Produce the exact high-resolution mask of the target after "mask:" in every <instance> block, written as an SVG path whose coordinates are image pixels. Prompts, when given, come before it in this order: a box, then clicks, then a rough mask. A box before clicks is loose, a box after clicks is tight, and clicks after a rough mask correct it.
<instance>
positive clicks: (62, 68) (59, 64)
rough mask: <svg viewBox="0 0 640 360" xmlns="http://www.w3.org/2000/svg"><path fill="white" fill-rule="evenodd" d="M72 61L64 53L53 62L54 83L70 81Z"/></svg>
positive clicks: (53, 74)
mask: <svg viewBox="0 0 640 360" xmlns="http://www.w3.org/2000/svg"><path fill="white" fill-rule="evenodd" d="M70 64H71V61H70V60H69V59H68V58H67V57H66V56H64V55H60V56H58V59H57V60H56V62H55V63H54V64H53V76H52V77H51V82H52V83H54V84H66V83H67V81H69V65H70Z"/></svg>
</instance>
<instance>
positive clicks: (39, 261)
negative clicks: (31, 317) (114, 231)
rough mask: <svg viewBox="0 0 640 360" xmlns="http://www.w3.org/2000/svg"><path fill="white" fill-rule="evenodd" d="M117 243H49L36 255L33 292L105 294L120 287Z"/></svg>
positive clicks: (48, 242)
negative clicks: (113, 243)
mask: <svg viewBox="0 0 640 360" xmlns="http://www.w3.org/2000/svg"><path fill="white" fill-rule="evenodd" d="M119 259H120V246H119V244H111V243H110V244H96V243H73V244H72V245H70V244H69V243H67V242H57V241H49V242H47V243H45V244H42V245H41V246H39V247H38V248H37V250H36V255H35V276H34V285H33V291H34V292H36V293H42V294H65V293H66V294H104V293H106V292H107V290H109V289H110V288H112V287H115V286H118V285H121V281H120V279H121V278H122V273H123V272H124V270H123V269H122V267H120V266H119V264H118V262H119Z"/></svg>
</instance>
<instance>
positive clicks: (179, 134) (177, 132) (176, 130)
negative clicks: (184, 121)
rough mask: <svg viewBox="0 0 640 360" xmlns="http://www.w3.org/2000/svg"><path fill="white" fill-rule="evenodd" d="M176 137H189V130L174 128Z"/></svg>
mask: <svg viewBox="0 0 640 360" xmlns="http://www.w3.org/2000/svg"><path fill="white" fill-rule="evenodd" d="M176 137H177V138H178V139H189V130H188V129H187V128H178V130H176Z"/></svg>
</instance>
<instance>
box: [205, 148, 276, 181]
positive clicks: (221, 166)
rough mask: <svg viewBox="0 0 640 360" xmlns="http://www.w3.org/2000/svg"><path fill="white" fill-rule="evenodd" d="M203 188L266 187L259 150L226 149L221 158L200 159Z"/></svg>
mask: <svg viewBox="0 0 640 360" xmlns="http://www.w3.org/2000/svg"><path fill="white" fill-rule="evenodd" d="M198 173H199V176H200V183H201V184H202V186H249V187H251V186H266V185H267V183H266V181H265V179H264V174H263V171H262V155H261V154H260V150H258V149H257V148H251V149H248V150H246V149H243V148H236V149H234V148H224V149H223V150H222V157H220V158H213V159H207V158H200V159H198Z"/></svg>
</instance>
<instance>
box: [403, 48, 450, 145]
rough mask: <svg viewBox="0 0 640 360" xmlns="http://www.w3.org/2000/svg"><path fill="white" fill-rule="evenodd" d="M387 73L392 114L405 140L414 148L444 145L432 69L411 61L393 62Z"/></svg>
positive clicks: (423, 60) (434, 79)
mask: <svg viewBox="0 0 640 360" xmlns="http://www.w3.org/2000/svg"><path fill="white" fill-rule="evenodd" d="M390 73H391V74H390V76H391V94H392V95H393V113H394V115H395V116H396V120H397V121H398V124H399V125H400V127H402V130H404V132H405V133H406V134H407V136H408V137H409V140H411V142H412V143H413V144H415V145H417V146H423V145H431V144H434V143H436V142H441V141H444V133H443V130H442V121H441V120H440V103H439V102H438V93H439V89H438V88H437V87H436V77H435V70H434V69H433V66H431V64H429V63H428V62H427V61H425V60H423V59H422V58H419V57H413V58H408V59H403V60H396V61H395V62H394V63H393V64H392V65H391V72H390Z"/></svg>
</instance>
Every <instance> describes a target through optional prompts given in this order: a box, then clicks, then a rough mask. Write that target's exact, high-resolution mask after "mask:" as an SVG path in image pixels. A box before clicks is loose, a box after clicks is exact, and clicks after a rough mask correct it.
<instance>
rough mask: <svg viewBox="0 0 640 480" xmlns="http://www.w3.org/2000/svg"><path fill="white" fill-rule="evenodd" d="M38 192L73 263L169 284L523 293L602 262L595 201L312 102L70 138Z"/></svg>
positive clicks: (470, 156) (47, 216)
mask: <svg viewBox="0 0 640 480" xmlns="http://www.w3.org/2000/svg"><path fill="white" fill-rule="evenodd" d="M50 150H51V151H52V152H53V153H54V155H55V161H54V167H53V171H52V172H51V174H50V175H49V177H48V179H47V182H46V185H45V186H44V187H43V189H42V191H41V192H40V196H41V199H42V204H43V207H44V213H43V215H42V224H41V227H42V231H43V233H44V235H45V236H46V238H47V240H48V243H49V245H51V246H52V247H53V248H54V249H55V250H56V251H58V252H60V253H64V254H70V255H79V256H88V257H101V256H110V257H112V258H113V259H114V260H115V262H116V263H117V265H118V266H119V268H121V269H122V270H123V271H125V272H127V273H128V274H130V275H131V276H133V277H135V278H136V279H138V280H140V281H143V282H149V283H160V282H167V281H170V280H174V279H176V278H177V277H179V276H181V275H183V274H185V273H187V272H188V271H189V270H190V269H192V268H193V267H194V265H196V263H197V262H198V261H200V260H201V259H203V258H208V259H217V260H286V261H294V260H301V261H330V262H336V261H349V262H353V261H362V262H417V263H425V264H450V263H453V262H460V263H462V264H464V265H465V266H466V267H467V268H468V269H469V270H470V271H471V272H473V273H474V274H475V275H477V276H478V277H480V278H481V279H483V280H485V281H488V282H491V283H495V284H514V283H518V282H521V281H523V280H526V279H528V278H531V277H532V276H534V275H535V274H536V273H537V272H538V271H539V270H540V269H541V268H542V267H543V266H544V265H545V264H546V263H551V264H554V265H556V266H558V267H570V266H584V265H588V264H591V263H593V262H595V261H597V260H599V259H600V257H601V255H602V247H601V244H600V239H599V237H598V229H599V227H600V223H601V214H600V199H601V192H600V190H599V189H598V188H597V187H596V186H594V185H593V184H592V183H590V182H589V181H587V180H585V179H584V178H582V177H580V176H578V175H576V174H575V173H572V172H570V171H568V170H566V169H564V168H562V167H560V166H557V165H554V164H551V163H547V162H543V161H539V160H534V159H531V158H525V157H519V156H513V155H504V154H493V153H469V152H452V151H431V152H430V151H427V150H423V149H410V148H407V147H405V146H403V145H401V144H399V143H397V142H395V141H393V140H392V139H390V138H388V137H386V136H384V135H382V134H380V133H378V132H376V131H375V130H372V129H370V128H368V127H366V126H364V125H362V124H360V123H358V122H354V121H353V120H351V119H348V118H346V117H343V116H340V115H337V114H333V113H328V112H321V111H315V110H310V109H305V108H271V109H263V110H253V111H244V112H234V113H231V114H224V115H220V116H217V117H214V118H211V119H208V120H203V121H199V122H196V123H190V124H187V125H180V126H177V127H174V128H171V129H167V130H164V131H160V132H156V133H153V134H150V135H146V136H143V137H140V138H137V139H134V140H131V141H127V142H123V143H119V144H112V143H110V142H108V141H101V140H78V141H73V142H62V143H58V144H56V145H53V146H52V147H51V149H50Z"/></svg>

☆ ☆ ☆

_Problem details:_
Provide all the records again, word for word.

_Expected output:_
Produce the exact high-resolution mask of the target after "mask:" in every <instance> block, written as an SVG path whose coordinates are image pixels. Prompts, when given, come before it in this order: a box, then clicks, then a rough mask. A box before clicks is loose, a box after clicks is tight, and clicks after a rough mask correct it.
<instance>
positive clicks: (62, 68) (59, 64)
rough mask: <svg viewBox="0 0 640 360" xmlns="http://www.w3.org/2000/svg"><path fill="white" fill-rule="evenodd" d="M72 61L64 53L53 62L54 83L70 81Z"/></svg>
positive clicks: (53, 74)
mask: <svg viewBox="0 0 640 360" xmlns="http://www.w3.org/2000/svg"><path fill="white" fill-rule="evenodd" d="M70 64H71V61H70V60H69V59H68V58H67V57H66V56H64V55H60V56H58V59H57V60H56V62H55V63H54V64H53V76H52V77H51V82H52V83H54V84H66V83H67V81H69V65H70Z"/></svg>
</instance>
<instance>
positive clicks: (39, 261)
negative clicks: (31, 317) (114, 231)
rough mask: <svg viewBox="0 0 640 360" xmlns="http://www.w3.org/2000/svg"><path fill="white" fill-rule="evenodd" d="M117 243H49L36 255L33 292L105 294L120 287Z"/></svg>
positive clicks: (48, 242)
negative clicks: (113, 243)
mask: <svg viewBox="0 0 640 360" xmlns="http://www.w3.org/2000/svg"><path fill="white" fill-rule="evenodd" d="M119 259H120V246H119V244H111V243H110V244H96V243H73V244H72V245H70V244H69V243H67V242H57V241H49V242H47V243H45V244H42V245H41V246H39V247H38V248H37V250H36V255H35V276H34V285H33V291H34V292H36V293H42V294H65V293H66V294H104V293H106V292H107V290H109V289H110V288H112V287H115V286H118V285H121V281H120V279H121V278H122V273H123V272H124V270H123V269H122V267H120V266H119V264H118V262H119Z"/></svg>
</instance>
<instance>
positive clicks: (179, 134) (177, 132) (176, 130)
negative clicks: (184, 121)
rough mask: <svg viewBox="0 0 640 360" xmlns="http://www.w3.org/2000/svg"><path fill="white" fill-rule="evenodd" d="M176 137H189V130L174 128Z"/></svg>
mask: <svg viewBox="0 0 640 360" xmlns="http://www.w3.org/2000/svg"><path fill="white" fill-rule="evenodd" d="M176 137H177V138H178V139H189V130H188V129H187V128H178V130H176Z"/></svg>
</instance>
<instance>
box: [205, 148, 276, 181]
positive clicks: (221, 166)
rough mask: <svg viewBox="0 0 640 360" xmlns="http://www.w3.org/2000/svg"><path fill="white" fill-rule="evenodd" d="M203 188L266 187L259 150L226 149L221 158L200 159Z"/></svg>
mask: <svg viewBox="0 0 640 360" xmlns="http://www.w3.org/2000/svg"><path fill="white" fill-rule="evenodd" d="M198 173H199V176H200V183H201V184H202V186H249V187H251V186H266V185H267V183H266V181H265V179H264V174H263V171H262V155H261V154H260V150H258V149H257V148H251V149H248V150H246V149H243V148H236V149H234V148H224V149H223V150H222V157H220V158H213V159H207V158H200V159H198Z"/></svg>
</instance>
<instance>
box: [403, 48, 450, 145]
rough mask: <svg viewBox="0 0 640 360" xmlns="http://www.w3.org/2000/svg"><path fill="white" fill-rule="evenodd" d="M387 73L392 114L405 140L414 148L444 145L432 69L411 61L393 62Z"/></svg>
positive clicks: (423, 60) (434, 79)
mask: <svg viewBox="0 0 640 360" xmlns="http://www.w3.org/2000/svg"><path fill="white" fill-rule="evenodd" d="M390 73H391V74H390V76H391V94H392V95H393V113H394V115H395V116H396V120H397V121H398V124H399V125H400V127H402V130H404V132H405V133H406V134H407V136H408V137H409V140H411V142H412V143H413V144H415V145H417V146H423V145H431V144H434V143H436V142H441V141H444V133H443V130H442V121H441V120H440V103H439V102H438V93H439V89H438V88H437V87H436V77H435V70H434V69H433V66H431V64H429V63H428V62H427V61H425V60H423V59H422V58H419V57H413V58H408V59H403V60H396V61H395V62H394V63H393V64H392V65H391V72H390Z"/></svg>
</instance>
Every <instance> describes a target through optional prompts given in this order: a box, then clicks, then a rough mask. Write that target's exact, high-resolution mask after "mask:" as an SVG path in image pixels. A box before clicks is loose, a box after clicks is exact, and clicks after a rough mask correct it.
<instance>
rough mask: <svg viewBox="0 0 640 480" xmlns="http://www.w3.org/2000/svg"><path fill="white" fill-rule="evenodd" d="M38 192L73 263L169 284L523 293L602 262L595 201L312 102L70 138Z"/></svg>
positive clicks: (470, 156) (47, 216)
mask: <svg viewBox="0 0 640 480" xmlns="http://www.w3.org/2000/svg"><path fill="white" fill-rule="evenodd" d="M50 150H51V151H52V152H53V153H54V155H55V161H54V167H53V171H52V172H51V174H50V175H49V177H48V179H47V182H46V185H45V186H44V187H43V189H42V191H41V192H40V196H41V199H42V204H43V207H44V213H43V215H42V224H41V227H42V231H43V233H44V235H45V236H46V238H47V240H48V243H49V245H51V246H52V247H53V248H54V249H55V250H56V251H58V252H60V253H64V254H70V255H79V256H88V257H101V256H110V257H112V258H113V259H114V260H115V262H116V263H117V265H118V266H119V268H121V269H122V270H123V271H125V272H127V273H128V274H130V275H131V276H133V277H135V278H136V279H138V280H140V281H143V282H149V283H160V282H167V281H170V280H174V279H176V278H177V277H179V276H181V275H183V274H185V273H187V272H188V271H189V270H190V269H192V268H193V267H194V265H196V263H197V262H198V261H200V260H201V259H203V258H208V259H217V260H286V261H294V260H301V261H330V262H336V261H349V262H353V261H362V262H417V263H425V264H450V263H453V262H460V263H462V264H464V265H465V266H466V267H467V268H468V269H469V270H470V271H471V272H473V273H474V274H475V275H477V276H478V277H480V278H481V279H483V280H485V281H488V282H491V283H495V284H514V283H518V282H521V281H523V280H526V279H528V278H531V277H532V276H534V275H535V274H536V273H537V272H538V271H539V270H540V269H541V268H542V267H543V266H544V265H545V264H546V263H551V264H554V265H556V266H558V267H570V266H584V265H588V264H591V263H593V262H595V261H597V260H599V259H600V257H601V255H602V247H601V244H600V239H599V237H598V229H599V227H600V223H601V214H600V199H601V192H600V190H599V189H598V188H597V187H596V186H594V185H593V184H592V183H590V182H589V181H587V180H585V179H584V178H582V177H580V176H578V175H576V174H575V173H572V172H570V171H568V170H566V169H564V168H562V167H560V166H557V165H554V164H551V163H547V162H543V161H539V160H534V159H531V158H525V157H519V156H513V155H504V154H493V153H469V152H452V151H431V152H430V151H427V150H423V149H410V148H407V147H405V146H403V145H401V144H399V143H397V142H395V141H393V140H392V139H390V138H388V137H386V136H384V135H382V134H380V133H378V132H376V131H375V130H372V129H370V128H368V127H366V126H364V125H362V124H360V123H358V122H354V121H353V120H351V119H348V118H346V117H343V116H340V115H337V114H333V113H328V112H321V111H315V110H310V109H305V108H271V109H263V110H253V111H244V112H234V113H231V114H224V115H220V116H217V117H214V118H211V119H208V120H203V121H199V122H196V123H190V124H187V125H180V126H177V127H174V128H171V129H167V130H164V131H160V132H156V133H153V134H150V135H146V136H143V137H140V138H137V139H134V140H131V141H127V142H123V143H119V144H112V143H110V142H108V141H101V140H78V141H73V142H62V143H58V144H56V145H53V146H52V147H51V149H50Z"/></svg>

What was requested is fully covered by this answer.